##### Material to process
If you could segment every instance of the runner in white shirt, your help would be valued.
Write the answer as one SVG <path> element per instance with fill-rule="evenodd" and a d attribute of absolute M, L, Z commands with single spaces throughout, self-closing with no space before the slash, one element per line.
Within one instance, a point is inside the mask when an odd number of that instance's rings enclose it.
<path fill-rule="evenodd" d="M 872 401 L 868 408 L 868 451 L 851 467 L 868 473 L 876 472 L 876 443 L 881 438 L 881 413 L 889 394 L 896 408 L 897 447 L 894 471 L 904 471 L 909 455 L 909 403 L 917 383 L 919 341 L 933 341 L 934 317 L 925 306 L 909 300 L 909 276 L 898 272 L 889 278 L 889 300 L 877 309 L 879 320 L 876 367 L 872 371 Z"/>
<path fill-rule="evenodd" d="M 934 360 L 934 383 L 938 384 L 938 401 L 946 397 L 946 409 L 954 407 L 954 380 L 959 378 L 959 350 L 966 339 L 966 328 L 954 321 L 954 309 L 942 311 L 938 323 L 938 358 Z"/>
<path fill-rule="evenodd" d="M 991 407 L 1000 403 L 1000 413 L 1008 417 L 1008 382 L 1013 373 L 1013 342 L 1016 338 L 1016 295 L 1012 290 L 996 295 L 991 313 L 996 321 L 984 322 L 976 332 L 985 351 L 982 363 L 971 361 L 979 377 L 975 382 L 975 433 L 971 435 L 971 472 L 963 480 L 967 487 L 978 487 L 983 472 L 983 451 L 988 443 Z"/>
##########
Task to carry out: Please reproduce the material above, starting at its first line and stopping after the line that contains "934 360 L 934", with the requests included. Shift every coordinate in the answers by -120.

Expected answer:
If you could segment every instance of the runner in white shirt, your help would be valued.
Write the answer as one SVG <path> element per instance with fill-rule="evenodd" and a d attribute of absolute M, L, Z commands with single spaces throughout, self-closing with no space before the slash, one element per line.
Within one instance, a point is inside the mask when an odd number of that instance's rings enclose it.
<path fill-rule="evenodd" d="M 752 281 L 748 288 L 748 331 L 731 347 L 748 353 L 756 352 L 756 323 L 761 318 L 761 293 L 769 274 L 776 288 L 777 327 L 774 351 L 784 351 L 789 335 L 789 283 L 797 263 L 799 221 L 813 221 L 814 197 L 805 186 L 789 180 L 789 156 L 778 152 L 769 158 L 769 180 L 757 189 L 759 200 L 756 247 L 752 251 Z"/>
<path fill-rule="evenodd" d="M 814 240 L 814 263 L 818 264 L 818 281 L 826 277 L 826 289 L 834 287 L 834 260 L 839 258 L 839 230 L 846 219 L 846 208 L 834 201 L 834 189 L 822 191 L 818 203 L 818 238 Z"/>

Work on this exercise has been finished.